| Aim |
Copy out every line of the data below verbatim, leaving out the pictures.

| Record list |
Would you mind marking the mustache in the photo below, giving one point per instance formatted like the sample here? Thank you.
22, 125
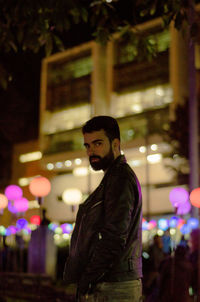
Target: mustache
94, 157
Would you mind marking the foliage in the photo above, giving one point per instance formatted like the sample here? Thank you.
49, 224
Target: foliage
49, 25
177, 136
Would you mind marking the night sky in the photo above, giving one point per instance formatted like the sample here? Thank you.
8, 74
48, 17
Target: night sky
19, 106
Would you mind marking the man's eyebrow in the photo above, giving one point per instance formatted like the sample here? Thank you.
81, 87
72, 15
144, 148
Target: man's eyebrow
94, 141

| Task answer |
Would you mind marking the mustache in the photo below, giving one point per instance formatted like the sample here? Thank you.
22, 125
Target: mustache
94, 157
Would you mind marking the foliage in the photo above, giving one point per instance formatted like the sample here? Thank you.
49, 224
Target: foliage
49, 25
177, 136
Would you mind marking the night sky in the photo above, giving one point per instance formatted like the sample here? Thank you.
8, 74
48, 17
Target: night sky
19, 106
Would you mind marking the man's eyebrow in the photo above, giving one point per instance formatted like the sample here? Thank you.
81, 87
72, 15
144, 148
Target: man's eyebrow
94, 141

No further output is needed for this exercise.